Reprenez le passage de l'extrait sur la conquête de l'Algérie qui va de « Nous n’avons pas » jusqu'à « Constantine en 1836. » inclus, en remplaçant « épique » par « acharnée ».

**Extrait du texte**
_ _ _ _ _

Nous nous proposons ici de rechercher, non pas si cet espoir peut être fondé ou s’il est vain, mais si la France aurait un intérêt réel à prendre, sous une forme ou sous une autre, la responsabilité effective du Maroc ; si, au cas où il serait possible, non pas certes seulement de gagner ce pays à notre influence morale, ce qui évidemment serait un bien, mais de le soumettre à notre suzeraineté politiquement établie et reconnue, nous aurions avantage à le tenter. Nous voulons aussi examiner le parti que la France pourrait tirer des arrangemens d’Algésiras de façon que le Maroc, sans devenir un satellite de l’Algérie, ni un pendant à la Tunisie, offrît un débouché à notre activité et cessât de faire obstacle à notre légitime expansion dans le reste de l’Afrique du Nord et dans l’Afrique du Centre. Pour faciliter cette étude, il nous paraît utile de jeter préalablement un coup d’œil rapide sur l’œuvre de la France en Algérie depuis 1830 et sur son œuvre en Tunisie depuis 1881.


I

Nous n’avons pas à retracer les étapes de la prise de possession de l’Algérie. Elles ont été décrites ici avec talent par un écrivain qui excellait dans l’histoire militaire, M. Camille Roussel. La conquête ne dura pas moins de dix-sept ans, du 14 juin 1830, jour du débarquement de nos troupes à Sidi Ferruch, au 23 décembre 1847, jour où Abd-el-Kader se rendit au général de Lamoricière. Encore doit-on dire que, à très peu de distance d’Alger, la Kabylie, contrée montagneuse, restait insoumise, et quelle ne fut conquise qu’à la suite d’une expédition au cours de l’automne et de l’hiver des années 1856 et 1857. Dans cette lutte épique, sur un théâtre jusque-là inconnu des Européens, la France, au milieu de nombreux succès et d’épisodes héroïques, connut des revers, dont un éclatant : l’échec de la première expédition contre Constantine en 1836.

_ _ _ _ _

**Données fournies**
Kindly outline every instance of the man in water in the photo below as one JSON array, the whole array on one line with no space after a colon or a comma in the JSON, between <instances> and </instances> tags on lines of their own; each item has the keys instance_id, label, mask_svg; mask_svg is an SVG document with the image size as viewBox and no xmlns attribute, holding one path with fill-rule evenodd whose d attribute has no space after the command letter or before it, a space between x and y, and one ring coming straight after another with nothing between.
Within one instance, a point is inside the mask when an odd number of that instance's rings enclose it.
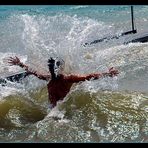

_ _ _ _ _

**Corrigé**
Nous n’avons pas à retracer les étapes de la prise de possession de l’Algérie. Elles ont été décrites ici avec talent par un écrivain qui excellait dans l’histoire militaire, M. Camille Roussel. La conquête ne dura pas moins de dix-sept ans, du 14 juin 1830, jour du débarquement de nos troupes à Sidi Ferruch, au 23 décembre 1847, jour où Abd-el-Kader se rendit au général de Lamoricière. Encore doit-on dire que, à très peu de distance d’Alger, la Kabylie, contrée montagneuse, restait insoumise, et quelle ne fut conquise qu’à la suite d’une expédition au cours de l’automne et de l’hiver des années 1856 et 1857. Dans cette lutte acharnée, sur un théâtre jusque-là inconnu des Européens, la France, au milieu de nombreux succès et d’épisodes héroïques, connut des revers, dont un éclatant : l’échec de la première expédition contre Constantine en 1836.